Text section:
Saturday, December 26, 2020

Looking Back With Laura Bailey

If you play video games, chances are you’ve heard Laura Bailey’s voice. Across anime and video games, Bailey has voiced 500 characters, landing roles in popular series such as Gears of War, World of Warcraft, Final Fantasy, and Persona. Like Troy Baker and Nolan North, she’s become one of the most prolific names in the business. These days, she continues to thrive, voicing Abby in The Last of Us Part II and Black Widow in Marvel’s Avengers, but you can also catch her on Critical Role, a weekly livestreamed Dungeon & Dragons game with fellow voice actors. With her star continuing to rise, we sat down with Bailey to reminisce and pick a few roles she felt best defined her career.

Pick #1: World of Warcraft’s Jaina Proudmoore

As one of the protagonists and finest mages in all of Azeroth, Jaina Proudmoore needs no introduction for Warcraft fans. However, Bailey also chose the character for a personal reason: It takes her back to an important place in time. “I’ve been voicing her since I first came out to California, and that’s when I realized, ‘Okay, voice acting is what I want to do.’ Specifically, to come out here and get to see all of the different studios and understand that voice acting can be so much more than I realized. It was just so important, and Jaina Proudmoore has really been an anchor in my life through all of that.”

Exercise: Resume the article about Laura Bailey's voice roles, picking up after its final sentence and keeping its style.

Data lines:
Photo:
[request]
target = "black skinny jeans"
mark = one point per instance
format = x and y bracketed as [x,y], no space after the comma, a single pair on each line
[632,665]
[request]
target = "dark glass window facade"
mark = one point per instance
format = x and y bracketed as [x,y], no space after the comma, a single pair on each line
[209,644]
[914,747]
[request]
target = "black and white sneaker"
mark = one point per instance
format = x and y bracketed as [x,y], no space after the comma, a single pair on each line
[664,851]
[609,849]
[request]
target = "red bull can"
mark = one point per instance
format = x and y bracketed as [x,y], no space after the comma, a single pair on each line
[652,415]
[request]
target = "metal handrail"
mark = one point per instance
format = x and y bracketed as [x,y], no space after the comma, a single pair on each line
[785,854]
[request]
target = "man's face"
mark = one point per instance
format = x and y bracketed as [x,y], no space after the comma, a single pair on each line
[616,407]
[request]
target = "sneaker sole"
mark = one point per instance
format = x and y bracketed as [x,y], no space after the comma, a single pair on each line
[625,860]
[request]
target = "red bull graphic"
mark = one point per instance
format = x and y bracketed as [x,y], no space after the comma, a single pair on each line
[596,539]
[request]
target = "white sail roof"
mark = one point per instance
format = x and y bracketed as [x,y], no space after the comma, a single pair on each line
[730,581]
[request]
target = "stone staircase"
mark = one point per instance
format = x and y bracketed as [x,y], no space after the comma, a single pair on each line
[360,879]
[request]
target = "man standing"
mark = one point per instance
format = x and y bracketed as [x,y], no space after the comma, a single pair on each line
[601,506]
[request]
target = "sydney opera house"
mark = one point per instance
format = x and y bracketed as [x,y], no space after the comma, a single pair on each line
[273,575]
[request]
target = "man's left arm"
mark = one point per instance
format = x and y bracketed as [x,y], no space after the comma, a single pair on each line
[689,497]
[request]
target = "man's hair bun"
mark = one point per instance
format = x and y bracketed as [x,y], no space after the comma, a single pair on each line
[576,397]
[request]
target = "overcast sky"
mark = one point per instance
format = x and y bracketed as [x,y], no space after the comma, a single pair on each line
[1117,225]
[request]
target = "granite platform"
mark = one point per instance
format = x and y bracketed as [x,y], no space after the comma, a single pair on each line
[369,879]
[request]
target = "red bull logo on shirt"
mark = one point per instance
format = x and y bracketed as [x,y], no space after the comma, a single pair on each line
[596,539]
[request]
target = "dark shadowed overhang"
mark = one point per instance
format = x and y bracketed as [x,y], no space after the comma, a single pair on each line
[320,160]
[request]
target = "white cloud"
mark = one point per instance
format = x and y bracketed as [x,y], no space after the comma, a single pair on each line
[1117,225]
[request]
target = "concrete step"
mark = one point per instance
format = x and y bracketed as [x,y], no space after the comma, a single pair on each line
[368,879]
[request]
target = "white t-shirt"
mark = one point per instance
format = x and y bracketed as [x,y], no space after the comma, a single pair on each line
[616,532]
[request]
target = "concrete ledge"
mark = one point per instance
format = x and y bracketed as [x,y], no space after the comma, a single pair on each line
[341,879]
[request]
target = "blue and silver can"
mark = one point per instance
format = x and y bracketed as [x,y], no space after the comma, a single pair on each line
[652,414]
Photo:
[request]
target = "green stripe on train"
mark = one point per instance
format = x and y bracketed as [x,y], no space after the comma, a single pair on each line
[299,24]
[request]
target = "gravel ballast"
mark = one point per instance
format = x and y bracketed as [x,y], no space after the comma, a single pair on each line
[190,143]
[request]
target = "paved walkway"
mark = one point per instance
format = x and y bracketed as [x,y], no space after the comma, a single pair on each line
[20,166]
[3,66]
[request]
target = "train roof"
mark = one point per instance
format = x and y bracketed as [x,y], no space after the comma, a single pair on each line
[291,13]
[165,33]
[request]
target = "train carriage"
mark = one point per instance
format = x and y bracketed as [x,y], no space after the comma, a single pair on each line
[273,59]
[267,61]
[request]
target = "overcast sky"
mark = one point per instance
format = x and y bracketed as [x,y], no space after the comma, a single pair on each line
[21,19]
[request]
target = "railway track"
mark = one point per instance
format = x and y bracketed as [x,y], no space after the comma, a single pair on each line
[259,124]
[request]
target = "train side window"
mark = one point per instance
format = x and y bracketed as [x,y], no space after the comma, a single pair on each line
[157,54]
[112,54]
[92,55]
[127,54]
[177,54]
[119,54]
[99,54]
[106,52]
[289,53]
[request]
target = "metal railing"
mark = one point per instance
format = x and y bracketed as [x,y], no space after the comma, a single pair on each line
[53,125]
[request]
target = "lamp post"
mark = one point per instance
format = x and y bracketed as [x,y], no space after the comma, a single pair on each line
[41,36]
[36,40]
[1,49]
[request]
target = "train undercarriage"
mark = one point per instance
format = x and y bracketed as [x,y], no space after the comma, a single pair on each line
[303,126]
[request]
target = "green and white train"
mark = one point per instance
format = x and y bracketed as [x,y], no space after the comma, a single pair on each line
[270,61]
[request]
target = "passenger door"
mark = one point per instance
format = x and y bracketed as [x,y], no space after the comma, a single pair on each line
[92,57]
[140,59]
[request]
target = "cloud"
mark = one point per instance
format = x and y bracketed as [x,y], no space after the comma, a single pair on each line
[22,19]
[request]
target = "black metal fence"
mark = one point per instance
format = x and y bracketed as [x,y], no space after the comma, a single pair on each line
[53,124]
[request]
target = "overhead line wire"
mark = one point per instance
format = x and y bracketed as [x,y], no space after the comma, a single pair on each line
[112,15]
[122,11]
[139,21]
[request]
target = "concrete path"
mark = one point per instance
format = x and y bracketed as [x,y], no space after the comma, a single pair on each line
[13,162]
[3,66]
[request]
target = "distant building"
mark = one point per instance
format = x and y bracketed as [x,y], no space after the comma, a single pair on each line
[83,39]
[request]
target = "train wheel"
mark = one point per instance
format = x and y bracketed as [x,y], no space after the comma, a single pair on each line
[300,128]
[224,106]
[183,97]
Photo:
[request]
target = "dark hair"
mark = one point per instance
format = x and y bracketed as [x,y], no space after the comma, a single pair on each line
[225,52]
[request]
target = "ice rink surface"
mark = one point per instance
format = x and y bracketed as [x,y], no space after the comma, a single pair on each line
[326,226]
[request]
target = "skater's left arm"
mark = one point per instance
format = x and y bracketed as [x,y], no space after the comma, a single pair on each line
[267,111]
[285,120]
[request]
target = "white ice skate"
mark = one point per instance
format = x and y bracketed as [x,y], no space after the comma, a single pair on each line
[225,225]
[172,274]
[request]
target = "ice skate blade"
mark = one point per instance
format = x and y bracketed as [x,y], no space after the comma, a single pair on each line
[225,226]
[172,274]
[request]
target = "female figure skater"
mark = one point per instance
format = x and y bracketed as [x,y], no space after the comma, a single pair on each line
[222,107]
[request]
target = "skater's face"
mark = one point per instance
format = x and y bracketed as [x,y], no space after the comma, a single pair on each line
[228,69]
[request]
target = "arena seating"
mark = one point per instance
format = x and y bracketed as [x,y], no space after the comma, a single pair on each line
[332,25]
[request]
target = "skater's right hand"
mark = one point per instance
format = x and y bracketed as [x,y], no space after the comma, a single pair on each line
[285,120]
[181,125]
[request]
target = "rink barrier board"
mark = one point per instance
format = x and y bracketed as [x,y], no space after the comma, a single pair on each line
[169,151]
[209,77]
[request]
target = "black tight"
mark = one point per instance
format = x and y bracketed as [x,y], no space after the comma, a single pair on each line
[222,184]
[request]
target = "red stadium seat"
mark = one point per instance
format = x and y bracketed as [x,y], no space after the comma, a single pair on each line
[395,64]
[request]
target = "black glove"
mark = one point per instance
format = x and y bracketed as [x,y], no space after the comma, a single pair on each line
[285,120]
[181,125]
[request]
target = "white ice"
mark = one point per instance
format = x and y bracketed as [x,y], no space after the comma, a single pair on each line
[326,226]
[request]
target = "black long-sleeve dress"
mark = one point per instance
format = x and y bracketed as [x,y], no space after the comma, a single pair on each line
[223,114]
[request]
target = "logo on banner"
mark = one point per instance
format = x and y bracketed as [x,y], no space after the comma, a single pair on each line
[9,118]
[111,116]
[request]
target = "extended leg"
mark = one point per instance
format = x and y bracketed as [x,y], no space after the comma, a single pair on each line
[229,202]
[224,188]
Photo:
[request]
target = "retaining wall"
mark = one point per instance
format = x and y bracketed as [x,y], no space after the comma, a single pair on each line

Output for this exercise:
Bailey also enjoys that it’s a role she gets to keep coming back to, saying, “it’s like coming home” when entering recording sessions. “It’s cool because when you’re with a character for that long, you really get to see them grow up. She’s matured right along with me. From when I first started voicing her, she was this … I don’t want to say naive, but a very peace-loving, almost innocent, hopeful woman. I [saw] her grow and go through tragedy and become vengeful. And then to crawl out of that pit of despair and find an inner peace again ... it’s so fulfilling to get to have that.”

Pick #2: Infamous Second Son’s Fetch

Fetch has moxie and isn’t afraid to speak her mind, but her cool factor wasn’t the only reason Bailey picked her. “That was the first time that my likeness was used on a project,” she recalls. “I feel like it was early on in the evolution of motion capture, so it was still pretty fresh and the whole process was a learning experience. I was shooting it obviously with Troy [Baker] and my husband, Travis [Willingham], and we just had so much fun.”

Bailey remembers Fetch changing from when she first auditioned for her, making her second-guess if she would be cast. “Fetch was very different when she was first envisioned,” Bailey says. “When she was first conceived, she was a bit more shy, a bit more fragile. I remember going into the audition and seeing a girl in the waiting room who looked identical to the character art. I was like, ‘Oh man, she’s definitely gonna get this. What a bummer!’ I didn’t even know it was going to look like me until we were far into the project.”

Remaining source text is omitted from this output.